▶ [Task prompt]: Using the records below, copy out exactly the line that contains "Task: place one keypoint per instance of the high-rise" and every line that follows it, up to and including the last, and no others.

-- START OF Data lines --

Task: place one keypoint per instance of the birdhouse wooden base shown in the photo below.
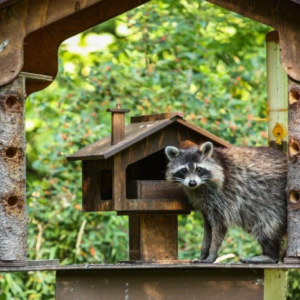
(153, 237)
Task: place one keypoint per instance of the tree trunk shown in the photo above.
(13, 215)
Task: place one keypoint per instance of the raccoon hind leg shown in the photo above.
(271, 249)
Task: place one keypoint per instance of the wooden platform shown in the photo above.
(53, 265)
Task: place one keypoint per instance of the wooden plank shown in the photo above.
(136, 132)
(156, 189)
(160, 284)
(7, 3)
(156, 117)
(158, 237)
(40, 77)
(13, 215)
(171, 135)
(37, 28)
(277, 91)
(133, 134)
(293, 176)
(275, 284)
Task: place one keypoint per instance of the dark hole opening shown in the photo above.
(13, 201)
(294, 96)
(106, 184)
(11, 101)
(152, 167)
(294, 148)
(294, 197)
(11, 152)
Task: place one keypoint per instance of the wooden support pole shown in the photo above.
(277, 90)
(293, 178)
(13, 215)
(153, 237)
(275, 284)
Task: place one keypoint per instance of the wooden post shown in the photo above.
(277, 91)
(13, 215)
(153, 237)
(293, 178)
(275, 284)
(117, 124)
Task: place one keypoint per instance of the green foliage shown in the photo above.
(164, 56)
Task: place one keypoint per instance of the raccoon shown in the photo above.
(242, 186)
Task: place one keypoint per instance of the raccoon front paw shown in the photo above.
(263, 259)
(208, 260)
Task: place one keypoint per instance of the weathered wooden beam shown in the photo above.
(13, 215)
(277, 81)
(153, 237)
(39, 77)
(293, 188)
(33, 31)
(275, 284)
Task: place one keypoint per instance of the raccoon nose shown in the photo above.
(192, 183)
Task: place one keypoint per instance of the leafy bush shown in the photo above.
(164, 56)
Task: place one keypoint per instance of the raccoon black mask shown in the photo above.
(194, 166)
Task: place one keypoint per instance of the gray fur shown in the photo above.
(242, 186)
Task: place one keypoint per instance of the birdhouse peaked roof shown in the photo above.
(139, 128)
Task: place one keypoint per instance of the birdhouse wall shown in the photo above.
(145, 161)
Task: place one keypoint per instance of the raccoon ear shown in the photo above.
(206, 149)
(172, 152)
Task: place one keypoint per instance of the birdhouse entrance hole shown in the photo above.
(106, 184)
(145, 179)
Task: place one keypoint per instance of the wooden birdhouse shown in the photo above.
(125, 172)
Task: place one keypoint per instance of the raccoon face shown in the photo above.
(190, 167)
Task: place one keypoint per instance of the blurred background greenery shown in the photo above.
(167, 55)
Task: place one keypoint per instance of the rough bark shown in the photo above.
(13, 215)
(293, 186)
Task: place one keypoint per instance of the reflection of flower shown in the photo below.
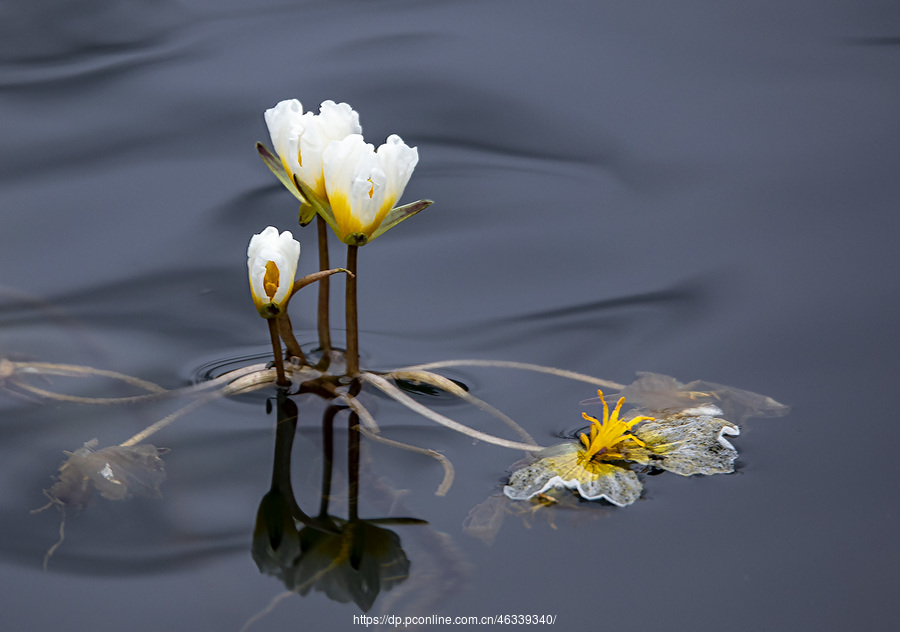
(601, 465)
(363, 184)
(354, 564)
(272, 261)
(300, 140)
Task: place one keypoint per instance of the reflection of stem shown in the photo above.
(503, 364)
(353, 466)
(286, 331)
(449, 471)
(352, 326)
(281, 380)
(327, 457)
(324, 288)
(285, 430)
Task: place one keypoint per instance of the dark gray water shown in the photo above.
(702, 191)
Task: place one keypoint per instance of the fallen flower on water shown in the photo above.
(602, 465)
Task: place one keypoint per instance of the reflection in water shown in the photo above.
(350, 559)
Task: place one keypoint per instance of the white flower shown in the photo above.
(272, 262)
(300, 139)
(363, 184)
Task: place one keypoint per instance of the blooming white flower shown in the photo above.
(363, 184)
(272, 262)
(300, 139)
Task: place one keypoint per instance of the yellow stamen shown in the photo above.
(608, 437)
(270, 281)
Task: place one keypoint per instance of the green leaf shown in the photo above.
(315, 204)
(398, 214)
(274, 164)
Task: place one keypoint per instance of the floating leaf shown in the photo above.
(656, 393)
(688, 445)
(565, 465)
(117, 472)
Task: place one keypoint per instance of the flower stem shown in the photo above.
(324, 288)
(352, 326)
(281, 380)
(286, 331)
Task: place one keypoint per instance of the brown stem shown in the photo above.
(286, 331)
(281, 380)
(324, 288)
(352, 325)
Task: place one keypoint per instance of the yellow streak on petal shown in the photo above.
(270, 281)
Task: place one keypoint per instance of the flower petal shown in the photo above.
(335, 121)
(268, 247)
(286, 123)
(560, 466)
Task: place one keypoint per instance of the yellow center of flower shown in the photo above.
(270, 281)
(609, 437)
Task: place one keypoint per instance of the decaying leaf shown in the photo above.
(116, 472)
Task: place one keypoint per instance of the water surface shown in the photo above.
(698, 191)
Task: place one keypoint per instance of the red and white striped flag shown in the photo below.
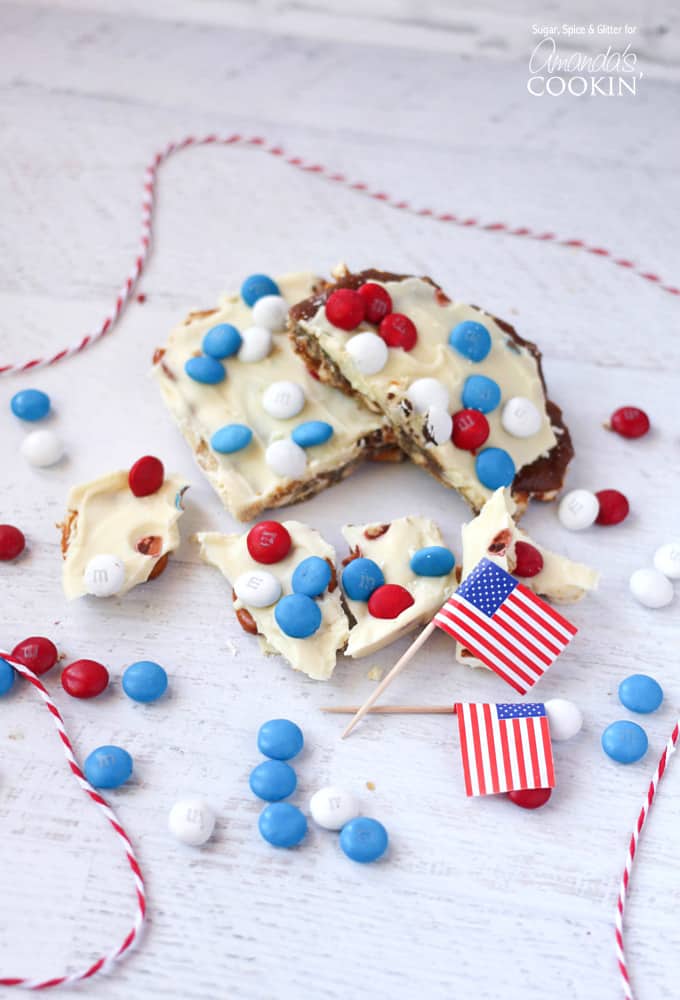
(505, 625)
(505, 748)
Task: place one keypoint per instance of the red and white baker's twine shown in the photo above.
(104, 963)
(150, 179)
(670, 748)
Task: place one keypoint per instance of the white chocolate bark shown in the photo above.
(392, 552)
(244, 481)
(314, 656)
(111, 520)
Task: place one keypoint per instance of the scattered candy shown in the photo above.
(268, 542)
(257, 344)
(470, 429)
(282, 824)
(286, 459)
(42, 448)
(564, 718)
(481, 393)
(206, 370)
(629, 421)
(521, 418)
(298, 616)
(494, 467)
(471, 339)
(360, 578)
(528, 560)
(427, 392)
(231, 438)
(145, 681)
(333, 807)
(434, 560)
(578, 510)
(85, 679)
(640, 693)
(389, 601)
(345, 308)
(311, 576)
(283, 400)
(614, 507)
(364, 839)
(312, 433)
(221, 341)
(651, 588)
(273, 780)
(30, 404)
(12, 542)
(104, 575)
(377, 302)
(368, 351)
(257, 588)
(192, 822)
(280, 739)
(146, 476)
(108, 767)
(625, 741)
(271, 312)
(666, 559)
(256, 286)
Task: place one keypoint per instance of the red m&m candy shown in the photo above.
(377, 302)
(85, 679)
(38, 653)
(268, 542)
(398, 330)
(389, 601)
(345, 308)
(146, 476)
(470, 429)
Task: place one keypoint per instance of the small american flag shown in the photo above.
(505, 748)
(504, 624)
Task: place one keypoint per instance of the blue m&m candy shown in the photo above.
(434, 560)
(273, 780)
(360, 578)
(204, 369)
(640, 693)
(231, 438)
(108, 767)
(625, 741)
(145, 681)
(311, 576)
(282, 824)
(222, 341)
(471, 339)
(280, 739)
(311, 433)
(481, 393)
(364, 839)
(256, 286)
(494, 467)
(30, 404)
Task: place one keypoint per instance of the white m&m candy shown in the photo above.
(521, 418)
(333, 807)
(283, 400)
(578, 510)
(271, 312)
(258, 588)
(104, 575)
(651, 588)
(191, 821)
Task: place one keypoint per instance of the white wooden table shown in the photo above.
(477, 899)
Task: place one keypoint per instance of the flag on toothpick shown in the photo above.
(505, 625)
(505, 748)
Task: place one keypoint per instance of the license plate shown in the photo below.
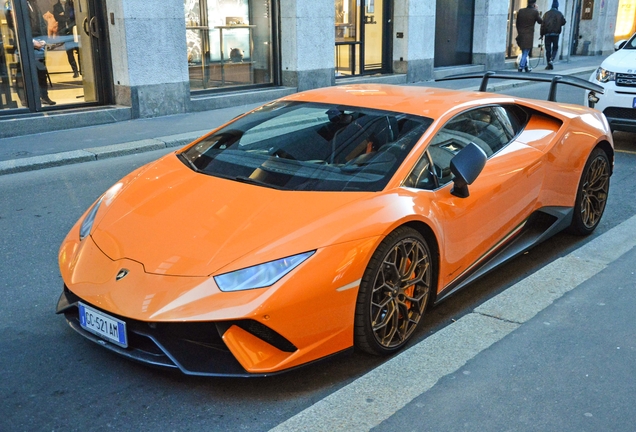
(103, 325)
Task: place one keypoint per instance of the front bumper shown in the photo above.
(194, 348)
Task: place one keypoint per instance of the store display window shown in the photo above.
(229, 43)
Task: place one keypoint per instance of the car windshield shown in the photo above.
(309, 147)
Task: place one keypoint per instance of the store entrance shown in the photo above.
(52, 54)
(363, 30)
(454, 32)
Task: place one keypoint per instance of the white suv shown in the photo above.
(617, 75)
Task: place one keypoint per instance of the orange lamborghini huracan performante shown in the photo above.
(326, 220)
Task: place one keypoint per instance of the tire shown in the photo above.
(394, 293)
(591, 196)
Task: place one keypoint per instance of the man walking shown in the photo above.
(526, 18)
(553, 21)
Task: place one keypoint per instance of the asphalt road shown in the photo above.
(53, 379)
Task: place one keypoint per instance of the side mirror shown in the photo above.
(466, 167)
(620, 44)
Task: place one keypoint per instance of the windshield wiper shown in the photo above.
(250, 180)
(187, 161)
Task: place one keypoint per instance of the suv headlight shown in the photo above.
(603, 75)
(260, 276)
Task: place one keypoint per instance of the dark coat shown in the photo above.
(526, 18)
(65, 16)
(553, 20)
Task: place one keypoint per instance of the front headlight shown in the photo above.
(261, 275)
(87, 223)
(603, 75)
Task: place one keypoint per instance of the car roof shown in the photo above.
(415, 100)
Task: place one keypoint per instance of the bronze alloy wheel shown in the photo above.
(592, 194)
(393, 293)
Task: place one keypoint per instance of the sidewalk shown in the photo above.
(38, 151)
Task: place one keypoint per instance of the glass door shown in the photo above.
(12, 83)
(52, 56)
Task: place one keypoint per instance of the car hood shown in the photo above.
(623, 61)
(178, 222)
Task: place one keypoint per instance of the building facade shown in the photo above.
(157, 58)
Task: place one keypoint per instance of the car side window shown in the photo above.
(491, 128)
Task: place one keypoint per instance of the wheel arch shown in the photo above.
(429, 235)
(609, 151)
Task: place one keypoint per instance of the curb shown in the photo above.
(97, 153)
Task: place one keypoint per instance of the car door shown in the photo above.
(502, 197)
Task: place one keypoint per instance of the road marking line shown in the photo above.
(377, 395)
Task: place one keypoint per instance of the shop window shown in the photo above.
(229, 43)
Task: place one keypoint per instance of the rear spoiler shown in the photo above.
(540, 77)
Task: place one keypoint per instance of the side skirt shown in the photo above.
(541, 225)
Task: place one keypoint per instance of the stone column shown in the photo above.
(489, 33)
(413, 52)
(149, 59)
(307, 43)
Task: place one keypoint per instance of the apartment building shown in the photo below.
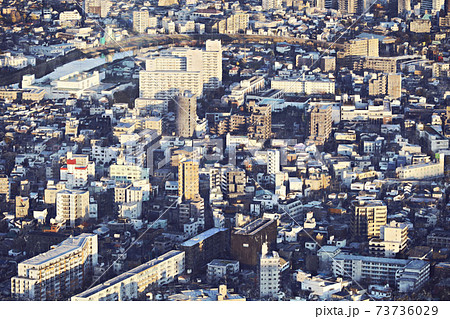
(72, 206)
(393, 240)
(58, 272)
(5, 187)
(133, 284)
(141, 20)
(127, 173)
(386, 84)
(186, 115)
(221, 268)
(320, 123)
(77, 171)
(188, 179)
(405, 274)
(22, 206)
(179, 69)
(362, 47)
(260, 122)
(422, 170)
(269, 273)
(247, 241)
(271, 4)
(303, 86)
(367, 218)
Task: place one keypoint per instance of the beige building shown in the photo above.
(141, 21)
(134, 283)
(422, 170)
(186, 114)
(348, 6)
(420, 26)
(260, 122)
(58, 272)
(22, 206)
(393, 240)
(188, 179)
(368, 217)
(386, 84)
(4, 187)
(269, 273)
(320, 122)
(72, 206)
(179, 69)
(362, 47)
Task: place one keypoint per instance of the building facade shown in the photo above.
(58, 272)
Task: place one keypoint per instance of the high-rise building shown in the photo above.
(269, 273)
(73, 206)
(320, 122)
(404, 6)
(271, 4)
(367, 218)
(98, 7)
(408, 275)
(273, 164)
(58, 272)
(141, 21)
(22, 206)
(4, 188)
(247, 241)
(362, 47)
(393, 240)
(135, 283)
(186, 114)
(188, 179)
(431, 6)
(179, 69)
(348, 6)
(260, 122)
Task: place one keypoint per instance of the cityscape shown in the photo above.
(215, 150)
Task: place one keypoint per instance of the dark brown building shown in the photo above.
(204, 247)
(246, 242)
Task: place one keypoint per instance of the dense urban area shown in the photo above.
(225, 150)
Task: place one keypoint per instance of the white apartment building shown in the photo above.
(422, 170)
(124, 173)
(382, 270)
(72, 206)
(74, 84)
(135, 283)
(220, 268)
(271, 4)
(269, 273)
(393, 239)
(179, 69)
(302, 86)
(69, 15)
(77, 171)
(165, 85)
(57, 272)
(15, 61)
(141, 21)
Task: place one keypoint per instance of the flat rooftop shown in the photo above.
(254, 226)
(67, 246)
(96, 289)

-- END OF Data lines --

▶ [Written answer]:
Task: place one keypoint per instance of the high-rise building shown in the photo above.
(269, 273)
(73, 206)
(320, 122)
(404, 6)
(271, 4)
(367, 218)
(98, 7)
(408, 275)
(273, 164)
(58, 272)
(141, 21)
(22, 206)
(4, 188)
(247, 241)
(362, 47)
(393, 240)
(135, 283)
(186, 114)
(188, 179)
(431, 6)
(179, 69)
(348, 6)
(260, 122)
Task: place one keypoint per instance of the cityscape shown in the photo above.
(215, 150)
Task: place one keypoint per instance of the dark brown building shown in the photo above.
(204, 247)
(246, 242)
Task: place one keypoint per instance of the dense urban area shown in the photo above.
(225, 150)
Task: place one keypoint per instance of the white apartment building shown in the photo above.
(422, 170)
(124, 173)
(382, 270)
(72, 206)
(74, 84)
(135, 283)
(220, 268)
(271, 4)
(269, 273)
(393, 239)
(179, 69)
(302, 86)
(69, 15)
(77, 171)
(165, 85)
(57, 272)
(15, 61)
(141, 21)
Task: place one keypoint per instance of the flat rooftop shown in the photo above.
(254, 226)
(67, 246)
(96, 289)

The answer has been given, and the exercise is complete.